What is needed is an exact copy of the entries below, from the line that contains "the dark granite" through the final line, both included, and nothing else.

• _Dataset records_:
Segment Open
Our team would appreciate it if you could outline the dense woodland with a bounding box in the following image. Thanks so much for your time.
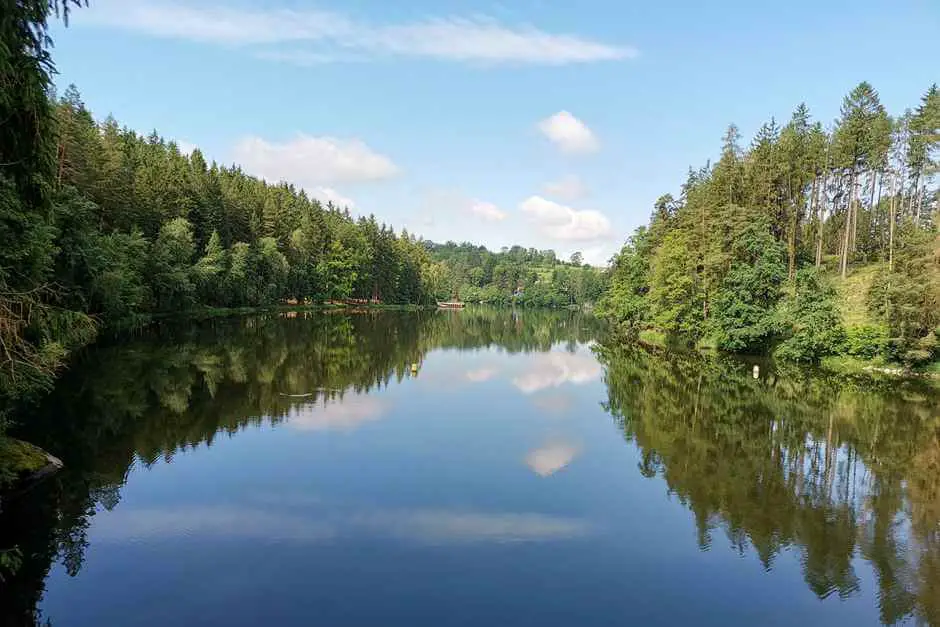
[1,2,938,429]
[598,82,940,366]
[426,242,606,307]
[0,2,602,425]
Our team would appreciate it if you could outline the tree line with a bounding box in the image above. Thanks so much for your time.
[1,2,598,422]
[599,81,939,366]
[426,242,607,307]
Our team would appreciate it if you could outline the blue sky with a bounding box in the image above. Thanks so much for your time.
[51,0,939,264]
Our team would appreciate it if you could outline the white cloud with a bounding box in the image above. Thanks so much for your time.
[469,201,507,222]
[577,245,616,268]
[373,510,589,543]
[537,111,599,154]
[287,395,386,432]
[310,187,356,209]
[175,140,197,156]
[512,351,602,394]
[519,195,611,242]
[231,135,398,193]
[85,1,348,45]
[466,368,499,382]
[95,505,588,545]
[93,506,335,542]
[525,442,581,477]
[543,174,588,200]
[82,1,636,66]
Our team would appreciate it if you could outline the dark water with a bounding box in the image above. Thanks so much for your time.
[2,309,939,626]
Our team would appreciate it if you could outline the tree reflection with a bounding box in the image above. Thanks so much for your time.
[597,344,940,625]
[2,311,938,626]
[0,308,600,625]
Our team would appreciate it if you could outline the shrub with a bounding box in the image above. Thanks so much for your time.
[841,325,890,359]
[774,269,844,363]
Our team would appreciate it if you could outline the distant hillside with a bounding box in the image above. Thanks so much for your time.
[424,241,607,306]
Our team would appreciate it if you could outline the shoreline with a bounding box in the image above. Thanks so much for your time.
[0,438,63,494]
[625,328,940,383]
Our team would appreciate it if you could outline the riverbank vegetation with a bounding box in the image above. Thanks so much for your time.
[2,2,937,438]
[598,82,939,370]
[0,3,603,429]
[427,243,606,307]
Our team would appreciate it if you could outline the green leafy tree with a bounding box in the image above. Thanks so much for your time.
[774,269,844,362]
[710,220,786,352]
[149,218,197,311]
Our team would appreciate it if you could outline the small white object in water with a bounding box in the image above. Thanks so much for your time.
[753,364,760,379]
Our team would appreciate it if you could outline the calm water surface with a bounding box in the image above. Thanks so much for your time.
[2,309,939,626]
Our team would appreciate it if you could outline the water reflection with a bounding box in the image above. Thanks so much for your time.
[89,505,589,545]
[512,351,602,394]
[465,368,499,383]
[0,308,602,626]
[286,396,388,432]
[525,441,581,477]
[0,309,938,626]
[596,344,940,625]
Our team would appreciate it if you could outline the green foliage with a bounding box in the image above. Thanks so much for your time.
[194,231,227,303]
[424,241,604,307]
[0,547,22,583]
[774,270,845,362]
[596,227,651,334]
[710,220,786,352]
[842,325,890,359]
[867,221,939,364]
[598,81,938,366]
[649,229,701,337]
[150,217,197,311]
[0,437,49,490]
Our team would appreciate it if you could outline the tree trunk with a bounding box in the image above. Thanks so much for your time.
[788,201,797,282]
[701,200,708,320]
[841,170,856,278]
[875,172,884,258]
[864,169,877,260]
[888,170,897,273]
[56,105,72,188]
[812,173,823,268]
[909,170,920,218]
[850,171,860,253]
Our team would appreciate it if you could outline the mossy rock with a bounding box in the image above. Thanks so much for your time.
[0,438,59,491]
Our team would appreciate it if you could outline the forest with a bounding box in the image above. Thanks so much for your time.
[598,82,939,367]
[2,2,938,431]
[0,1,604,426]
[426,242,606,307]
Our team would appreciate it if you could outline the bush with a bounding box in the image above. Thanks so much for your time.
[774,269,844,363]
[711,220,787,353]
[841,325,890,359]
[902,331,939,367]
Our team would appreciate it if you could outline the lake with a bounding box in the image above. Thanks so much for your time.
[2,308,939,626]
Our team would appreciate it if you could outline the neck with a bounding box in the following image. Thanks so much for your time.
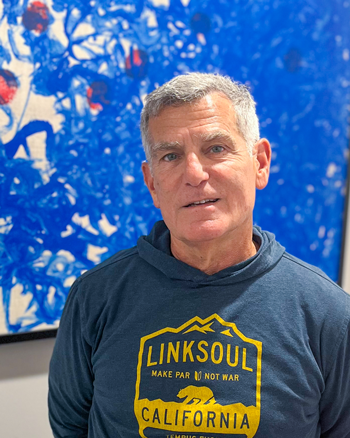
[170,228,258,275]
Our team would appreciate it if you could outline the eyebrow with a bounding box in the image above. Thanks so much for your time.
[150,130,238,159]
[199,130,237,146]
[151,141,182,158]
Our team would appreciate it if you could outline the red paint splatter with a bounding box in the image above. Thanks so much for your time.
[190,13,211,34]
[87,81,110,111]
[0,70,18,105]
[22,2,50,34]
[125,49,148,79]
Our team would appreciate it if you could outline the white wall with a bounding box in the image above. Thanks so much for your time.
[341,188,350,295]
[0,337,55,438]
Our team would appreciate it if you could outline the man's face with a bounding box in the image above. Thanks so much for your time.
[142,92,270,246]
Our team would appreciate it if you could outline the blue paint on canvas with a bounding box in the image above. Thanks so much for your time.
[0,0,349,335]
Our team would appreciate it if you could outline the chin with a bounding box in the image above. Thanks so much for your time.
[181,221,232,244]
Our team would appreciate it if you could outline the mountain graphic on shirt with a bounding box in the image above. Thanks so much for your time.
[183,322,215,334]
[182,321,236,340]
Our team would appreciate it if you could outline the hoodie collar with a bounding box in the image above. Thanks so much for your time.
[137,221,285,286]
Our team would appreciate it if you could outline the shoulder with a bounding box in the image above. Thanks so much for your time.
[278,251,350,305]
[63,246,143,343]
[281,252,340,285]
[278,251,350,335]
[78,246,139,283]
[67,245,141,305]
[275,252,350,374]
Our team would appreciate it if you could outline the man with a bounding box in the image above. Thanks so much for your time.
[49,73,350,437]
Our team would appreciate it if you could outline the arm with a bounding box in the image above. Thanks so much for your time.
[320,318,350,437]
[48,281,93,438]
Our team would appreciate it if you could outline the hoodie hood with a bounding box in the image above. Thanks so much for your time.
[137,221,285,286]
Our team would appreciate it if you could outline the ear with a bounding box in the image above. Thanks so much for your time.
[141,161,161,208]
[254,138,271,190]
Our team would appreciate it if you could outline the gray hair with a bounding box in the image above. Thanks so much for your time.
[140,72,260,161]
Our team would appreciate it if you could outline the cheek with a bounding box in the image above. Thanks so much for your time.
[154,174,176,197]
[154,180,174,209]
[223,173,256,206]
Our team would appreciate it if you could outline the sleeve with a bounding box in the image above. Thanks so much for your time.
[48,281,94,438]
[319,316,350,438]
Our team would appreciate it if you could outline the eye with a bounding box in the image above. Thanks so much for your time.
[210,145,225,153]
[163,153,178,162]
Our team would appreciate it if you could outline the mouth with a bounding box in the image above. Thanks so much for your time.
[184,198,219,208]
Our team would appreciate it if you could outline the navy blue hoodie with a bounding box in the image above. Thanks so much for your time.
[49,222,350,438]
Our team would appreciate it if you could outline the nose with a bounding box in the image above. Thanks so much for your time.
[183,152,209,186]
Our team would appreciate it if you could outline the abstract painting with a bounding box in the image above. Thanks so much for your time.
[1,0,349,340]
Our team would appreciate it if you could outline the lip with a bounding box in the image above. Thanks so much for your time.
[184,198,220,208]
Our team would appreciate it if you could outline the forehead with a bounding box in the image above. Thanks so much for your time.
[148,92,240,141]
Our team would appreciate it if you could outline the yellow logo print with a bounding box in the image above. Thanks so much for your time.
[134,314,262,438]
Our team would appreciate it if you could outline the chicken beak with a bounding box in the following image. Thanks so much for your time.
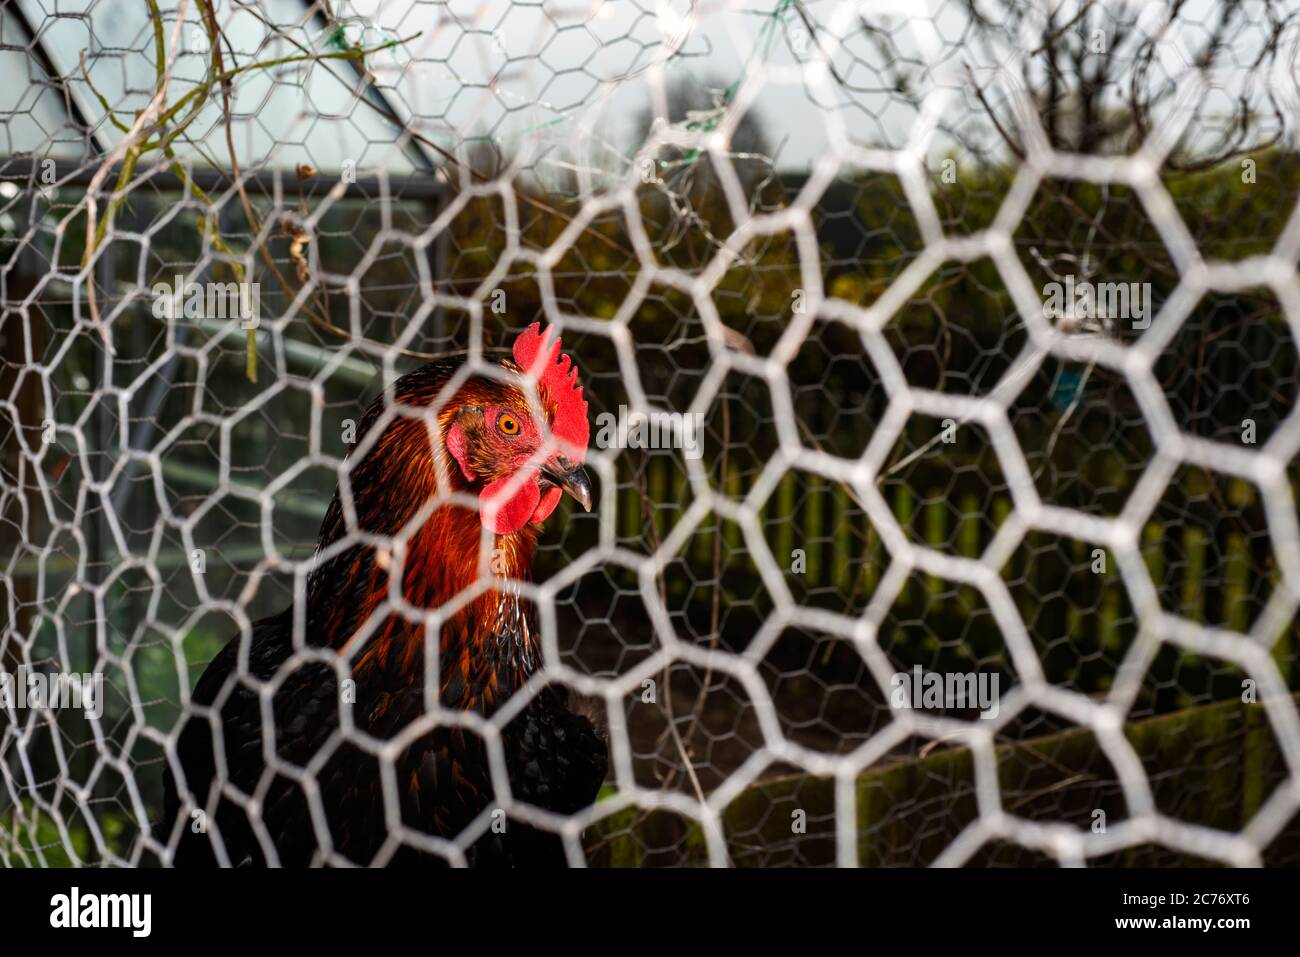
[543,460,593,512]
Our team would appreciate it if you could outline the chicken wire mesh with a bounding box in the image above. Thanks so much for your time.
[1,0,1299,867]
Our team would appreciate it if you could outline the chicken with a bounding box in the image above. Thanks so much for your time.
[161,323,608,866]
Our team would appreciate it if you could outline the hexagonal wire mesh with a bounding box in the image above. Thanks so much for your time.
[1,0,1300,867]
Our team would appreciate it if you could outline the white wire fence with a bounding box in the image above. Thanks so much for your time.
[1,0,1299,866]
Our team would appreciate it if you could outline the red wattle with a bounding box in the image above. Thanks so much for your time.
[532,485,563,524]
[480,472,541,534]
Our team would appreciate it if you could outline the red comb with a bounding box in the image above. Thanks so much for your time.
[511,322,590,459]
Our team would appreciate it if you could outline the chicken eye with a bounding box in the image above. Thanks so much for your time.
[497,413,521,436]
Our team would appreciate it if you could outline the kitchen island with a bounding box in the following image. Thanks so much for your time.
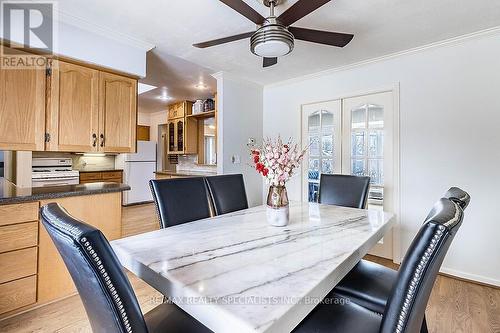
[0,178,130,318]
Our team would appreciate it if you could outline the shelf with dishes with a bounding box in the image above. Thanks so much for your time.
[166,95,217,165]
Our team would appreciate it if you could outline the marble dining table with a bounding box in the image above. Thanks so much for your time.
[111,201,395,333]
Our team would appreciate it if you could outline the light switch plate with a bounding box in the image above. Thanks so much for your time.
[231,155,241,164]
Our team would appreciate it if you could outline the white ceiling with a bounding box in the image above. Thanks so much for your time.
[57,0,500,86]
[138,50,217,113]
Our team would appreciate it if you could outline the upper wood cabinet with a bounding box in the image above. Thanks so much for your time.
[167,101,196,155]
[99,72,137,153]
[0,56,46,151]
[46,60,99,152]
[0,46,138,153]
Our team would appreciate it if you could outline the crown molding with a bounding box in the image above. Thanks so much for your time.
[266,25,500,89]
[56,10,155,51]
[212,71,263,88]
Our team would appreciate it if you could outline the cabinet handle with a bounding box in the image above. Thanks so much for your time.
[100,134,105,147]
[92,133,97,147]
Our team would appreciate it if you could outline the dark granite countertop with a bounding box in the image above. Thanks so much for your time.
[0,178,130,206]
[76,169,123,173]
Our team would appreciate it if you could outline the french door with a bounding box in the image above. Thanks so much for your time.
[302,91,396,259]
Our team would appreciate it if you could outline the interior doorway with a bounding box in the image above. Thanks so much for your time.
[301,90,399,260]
Segment Closed
• _Response for this exercise_:
Our team would appreciate it if you could outline the dark granite countertop with a bounding box in the image above. Thanks so much for your time.
[0,178,130,206]
[76,169,123,173]
Our team would appreciate it if you could outline the french door with a bounding box in the image above. Thanks so much for your time.
[302,91,396,259]
Our team would appreciate it if you could outline the interior doorway with a bounding box in the image above. Thanks so much for your time.
[301,90,399,260]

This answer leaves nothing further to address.